DATA TO EXAMINE:
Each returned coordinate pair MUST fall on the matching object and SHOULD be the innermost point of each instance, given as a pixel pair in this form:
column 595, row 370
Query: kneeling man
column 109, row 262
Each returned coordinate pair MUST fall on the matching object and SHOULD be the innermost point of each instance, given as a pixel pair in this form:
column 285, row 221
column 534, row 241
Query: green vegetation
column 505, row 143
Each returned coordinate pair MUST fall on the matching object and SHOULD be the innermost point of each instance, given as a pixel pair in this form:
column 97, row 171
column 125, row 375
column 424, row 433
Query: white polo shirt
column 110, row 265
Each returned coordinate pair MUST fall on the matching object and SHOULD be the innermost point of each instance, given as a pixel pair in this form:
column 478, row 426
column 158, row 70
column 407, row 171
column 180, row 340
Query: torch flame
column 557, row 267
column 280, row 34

WHAT IS BEING ASKED: Among the entries above, locate the lines containing "column 534, row 241" and "column 180, row 340", and transcribe exactly those two lines and all lines between.

ANSWER SPACE:
column 534, row 241
Query: green vegetation
column 505, row 143
Each returned coordinate pair MUST fall on the matching object and SHOULD be the innermost point of each instance, given as a pixel pair in this form:
column 97, row 171
column 125, row 375
column 424, row 433
Query: white polo shirt
column 110, row 265
Each returned coordinate pair MUST fall on the matching object and SHOULD be the innermost point of each instance, given as a pixel pair in this form:
column 478, row 426
column 158, row 70
column 407, row 171
column 180, row 340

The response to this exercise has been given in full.